* Directions for this task *
Reproduce word for word the part of the records below that opens with the line containing "Place a point on the white plastic" and runs through the final line of the records.

* Data for this task *
· · · · ·
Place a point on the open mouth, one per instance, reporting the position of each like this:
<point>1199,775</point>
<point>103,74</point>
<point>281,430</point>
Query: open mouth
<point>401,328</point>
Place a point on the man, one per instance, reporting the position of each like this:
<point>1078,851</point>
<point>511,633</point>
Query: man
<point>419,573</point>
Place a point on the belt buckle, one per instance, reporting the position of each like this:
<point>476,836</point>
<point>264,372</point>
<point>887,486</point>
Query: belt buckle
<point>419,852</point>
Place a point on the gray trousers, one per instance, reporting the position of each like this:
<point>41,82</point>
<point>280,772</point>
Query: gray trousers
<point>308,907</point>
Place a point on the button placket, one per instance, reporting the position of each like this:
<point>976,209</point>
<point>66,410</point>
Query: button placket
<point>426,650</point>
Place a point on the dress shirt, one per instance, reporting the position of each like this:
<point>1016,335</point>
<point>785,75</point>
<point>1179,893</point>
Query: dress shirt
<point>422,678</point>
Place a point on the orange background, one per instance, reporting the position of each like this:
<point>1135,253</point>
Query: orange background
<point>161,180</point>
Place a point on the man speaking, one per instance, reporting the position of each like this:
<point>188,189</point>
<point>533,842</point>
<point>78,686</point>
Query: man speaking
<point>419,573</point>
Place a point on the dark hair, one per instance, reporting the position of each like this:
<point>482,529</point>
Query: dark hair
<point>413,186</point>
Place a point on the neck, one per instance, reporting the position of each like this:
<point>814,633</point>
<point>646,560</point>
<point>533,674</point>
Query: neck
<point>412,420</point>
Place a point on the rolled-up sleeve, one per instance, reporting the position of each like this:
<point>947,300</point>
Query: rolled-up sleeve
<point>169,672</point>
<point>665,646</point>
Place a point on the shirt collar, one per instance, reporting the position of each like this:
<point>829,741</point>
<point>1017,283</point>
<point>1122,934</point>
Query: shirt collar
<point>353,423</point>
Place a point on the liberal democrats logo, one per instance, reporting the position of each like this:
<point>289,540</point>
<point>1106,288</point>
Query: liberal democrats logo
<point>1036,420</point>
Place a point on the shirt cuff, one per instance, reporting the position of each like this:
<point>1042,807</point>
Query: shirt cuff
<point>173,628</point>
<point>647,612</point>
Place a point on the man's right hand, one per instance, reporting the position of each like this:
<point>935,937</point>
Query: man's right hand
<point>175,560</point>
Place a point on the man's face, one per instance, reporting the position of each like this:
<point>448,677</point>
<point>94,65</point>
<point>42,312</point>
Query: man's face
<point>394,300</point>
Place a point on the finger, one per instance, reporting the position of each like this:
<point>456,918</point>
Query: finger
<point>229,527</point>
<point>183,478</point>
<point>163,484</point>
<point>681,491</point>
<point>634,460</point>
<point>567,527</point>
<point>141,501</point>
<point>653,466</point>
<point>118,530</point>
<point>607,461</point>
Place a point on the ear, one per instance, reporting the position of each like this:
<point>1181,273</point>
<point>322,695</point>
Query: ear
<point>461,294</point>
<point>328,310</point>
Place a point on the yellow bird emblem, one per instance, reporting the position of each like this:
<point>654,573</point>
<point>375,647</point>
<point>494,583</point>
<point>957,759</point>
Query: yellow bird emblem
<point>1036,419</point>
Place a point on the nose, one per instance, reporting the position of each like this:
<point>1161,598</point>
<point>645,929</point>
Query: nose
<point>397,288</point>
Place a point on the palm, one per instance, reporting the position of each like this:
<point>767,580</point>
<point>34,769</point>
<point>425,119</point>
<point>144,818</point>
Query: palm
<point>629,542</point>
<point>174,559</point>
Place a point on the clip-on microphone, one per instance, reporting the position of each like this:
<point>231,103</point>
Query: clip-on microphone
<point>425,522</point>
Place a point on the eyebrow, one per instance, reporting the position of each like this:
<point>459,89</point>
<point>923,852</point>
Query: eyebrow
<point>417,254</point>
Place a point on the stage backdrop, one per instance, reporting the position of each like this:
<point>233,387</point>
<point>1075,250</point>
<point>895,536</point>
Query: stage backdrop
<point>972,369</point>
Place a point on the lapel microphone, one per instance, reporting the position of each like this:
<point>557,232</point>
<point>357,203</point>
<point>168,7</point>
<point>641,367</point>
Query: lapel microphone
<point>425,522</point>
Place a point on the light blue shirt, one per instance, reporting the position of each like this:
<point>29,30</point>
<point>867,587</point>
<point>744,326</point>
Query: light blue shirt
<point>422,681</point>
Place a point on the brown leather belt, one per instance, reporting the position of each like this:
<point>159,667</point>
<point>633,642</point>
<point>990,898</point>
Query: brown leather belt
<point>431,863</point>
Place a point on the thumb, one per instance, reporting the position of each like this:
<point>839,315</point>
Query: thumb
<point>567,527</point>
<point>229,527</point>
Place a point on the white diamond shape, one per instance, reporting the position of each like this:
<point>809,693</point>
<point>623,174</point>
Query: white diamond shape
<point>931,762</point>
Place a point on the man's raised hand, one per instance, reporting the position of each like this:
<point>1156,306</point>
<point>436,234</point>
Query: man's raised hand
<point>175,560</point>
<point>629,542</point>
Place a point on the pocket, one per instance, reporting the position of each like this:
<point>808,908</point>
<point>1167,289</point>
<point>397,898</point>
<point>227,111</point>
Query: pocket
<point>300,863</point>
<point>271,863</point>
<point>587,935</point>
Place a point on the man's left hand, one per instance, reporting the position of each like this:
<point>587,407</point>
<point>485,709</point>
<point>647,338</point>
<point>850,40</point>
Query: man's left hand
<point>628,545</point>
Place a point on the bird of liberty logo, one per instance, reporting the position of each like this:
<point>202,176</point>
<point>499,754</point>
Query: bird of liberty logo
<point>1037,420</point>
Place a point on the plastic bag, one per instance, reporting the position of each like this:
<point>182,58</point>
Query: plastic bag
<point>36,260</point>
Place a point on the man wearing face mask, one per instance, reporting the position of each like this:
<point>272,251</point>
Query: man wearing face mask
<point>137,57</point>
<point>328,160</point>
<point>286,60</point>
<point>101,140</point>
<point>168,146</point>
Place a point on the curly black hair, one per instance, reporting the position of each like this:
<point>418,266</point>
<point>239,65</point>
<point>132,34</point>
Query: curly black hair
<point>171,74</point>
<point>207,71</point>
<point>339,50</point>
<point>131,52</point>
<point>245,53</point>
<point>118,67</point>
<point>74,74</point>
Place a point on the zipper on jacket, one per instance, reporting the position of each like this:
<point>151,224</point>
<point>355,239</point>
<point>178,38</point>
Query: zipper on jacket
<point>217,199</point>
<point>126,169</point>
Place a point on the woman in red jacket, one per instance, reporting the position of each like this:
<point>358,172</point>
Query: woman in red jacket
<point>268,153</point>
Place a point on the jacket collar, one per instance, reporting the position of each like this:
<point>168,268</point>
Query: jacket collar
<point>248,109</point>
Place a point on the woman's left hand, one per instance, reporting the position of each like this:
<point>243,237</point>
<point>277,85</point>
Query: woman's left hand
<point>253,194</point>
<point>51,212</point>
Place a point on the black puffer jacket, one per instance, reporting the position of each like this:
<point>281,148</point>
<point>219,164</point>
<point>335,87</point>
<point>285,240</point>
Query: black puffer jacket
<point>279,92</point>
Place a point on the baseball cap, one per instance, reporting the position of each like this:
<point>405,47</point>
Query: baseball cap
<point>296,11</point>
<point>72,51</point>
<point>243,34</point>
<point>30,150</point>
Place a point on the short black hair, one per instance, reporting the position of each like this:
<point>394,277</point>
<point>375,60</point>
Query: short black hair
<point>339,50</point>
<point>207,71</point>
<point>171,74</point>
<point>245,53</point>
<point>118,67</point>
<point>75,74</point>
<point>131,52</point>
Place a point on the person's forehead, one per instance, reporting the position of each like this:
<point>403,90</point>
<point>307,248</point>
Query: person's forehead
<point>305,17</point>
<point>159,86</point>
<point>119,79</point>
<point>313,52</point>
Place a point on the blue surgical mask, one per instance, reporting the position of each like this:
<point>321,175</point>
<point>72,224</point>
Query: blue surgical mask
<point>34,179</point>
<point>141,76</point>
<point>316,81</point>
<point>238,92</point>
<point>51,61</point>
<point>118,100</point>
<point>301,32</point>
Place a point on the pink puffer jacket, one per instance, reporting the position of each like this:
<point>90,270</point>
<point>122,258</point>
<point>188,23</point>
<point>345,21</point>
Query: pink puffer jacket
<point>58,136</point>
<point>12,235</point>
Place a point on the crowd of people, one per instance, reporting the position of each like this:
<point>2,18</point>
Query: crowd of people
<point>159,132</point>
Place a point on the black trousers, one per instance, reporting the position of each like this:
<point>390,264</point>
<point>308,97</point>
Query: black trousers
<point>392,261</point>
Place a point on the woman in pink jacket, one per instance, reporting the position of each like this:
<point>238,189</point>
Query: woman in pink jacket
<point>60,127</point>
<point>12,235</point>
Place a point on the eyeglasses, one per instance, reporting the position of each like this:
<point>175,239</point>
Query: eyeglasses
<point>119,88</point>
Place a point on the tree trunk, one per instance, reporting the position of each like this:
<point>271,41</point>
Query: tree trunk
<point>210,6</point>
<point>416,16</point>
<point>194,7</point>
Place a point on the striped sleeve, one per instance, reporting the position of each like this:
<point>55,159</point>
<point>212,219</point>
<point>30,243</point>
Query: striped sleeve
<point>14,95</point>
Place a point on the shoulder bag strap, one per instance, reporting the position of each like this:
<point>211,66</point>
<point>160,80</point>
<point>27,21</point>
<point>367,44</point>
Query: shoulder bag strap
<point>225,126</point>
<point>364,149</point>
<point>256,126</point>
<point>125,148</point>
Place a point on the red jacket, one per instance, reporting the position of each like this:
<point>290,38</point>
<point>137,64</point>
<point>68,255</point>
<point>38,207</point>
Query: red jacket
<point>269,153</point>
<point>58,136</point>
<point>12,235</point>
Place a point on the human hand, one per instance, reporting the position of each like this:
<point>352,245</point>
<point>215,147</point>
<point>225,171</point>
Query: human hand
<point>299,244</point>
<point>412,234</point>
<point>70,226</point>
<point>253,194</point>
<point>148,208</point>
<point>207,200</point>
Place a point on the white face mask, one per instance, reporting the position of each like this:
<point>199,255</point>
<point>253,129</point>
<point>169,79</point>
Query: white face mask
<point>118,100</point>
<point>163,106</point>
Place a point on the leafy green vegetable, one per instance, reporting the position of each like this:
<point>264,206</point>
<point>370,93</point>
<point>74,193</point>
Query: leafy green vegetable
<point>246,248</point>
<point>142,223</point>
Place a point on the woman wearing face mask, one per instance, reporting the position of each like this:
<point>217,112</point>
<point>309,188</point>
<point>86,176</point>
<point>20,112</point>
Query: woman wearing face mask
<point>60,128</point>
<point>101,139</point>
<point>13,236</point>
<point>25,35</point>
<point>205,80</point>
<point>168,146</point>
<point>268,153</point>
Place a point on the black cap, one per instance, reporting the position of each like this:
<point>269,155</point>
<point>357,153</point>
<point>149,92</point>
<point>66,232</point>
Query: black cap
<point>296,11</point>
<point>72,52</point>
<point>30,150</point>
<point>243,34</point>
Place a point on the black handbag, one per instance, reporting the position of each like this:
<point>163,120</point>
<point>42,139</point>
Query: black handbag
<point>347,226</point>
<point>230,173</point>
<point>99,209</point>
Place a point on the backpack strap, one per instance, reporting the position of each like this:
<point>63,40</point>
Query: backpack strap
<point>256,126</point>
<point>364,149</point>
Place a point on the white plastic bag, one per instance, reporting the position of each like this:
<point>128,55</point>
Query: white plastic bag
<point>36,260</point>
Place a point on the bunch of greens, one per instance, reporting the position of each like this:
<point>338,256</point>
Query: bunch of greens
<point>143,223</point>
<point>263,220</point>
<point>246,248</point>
· · · · ·
* Response *
Place a point on the white plastic bag, one per instance, reporting the position of each like this:
<point>128,55</point>
Query: white plastic bag
<point>36,260</point>
Place a point on the bunch of greens, one per instance, reporting the position of each like this:
<point>338,256</point>
Query: bunch of greens
<point>143,223</point>
<point>263,220</point>
<point>246,248</point>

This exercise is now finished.